◆ **SHORT EXERCISE**
Name every language that the text on Gehenna in Second Temple thought mentions.
— Start DOCUMENT —
Even briefly canvassing the relevant portions of the most accessible versions of these Second Temple documents shows plainly the kinds of things that Jews in Jesus’ time were thinking when they talked about (A) Gehenna specifically and (B) eschatological punishment more generally.

Note that I am not endorsing any of this Second Temple literature as necessarily true or inspired. Rather, I am holding J&J’s argument up against the first principle of exegesis: What would these words have meant to their original audience?

A. Gehenna/gehinnom in Second Temple thought

To draw the connection between eschatological punishment and Gehenna or gehinnom (remember the former is just the Greek version of the latter Hebrew), let’s start with how these two terms are explicitly used in Second Temple thought:

An example from 4 Ezra

4 Ezra is also known as 2 Esdras 3-14; part of a larger composite apocalyptic work. 4 Ezra was Jewish, written in the first century, in Hebrew—but it was translated into Greek and then Latin, and we have only the Latin translation remaining to us.
— End DOCUMENT —
— Start RECORD SET —
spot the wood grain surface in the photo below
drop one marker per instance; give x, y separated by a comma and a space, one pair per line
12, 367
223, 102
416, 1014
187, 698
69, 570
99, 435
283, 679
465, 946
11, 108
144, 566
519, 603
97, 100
— End RECORD SET —
— Start RECORD SET —
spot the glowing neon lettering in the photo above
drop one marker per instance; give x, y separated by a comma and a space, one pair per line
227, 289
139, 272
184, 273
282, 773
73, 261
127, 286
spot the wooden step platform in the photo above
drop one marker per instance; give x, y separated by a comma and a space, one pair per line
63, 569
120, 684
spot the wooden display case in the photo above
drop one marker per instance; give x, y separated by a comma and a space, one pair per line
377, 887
— End RECORD SET —
— Start RECORD SET —
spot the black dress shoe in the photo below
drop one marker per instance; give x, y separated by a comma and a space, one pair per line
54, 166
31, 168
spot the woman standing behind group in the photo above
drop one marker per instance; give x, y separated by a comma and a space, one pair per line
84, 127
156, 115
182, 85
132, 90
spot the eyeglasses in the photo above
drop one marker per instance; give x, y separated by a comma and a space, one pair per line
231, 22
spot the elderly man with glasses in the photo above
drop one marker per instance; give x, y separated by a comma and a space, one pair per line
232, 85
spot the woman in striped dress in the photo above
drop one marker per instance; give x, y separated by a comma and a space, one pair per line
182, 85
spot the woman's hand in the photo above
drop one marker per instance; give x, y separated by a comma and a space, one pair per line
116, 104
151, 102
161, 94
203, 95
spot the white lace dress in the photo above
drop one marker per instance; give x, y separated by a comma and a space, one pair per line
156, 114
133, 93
— End RECORD SET —
◆ **REPLY TO THE TASK**
Greek, Hebrew, Latin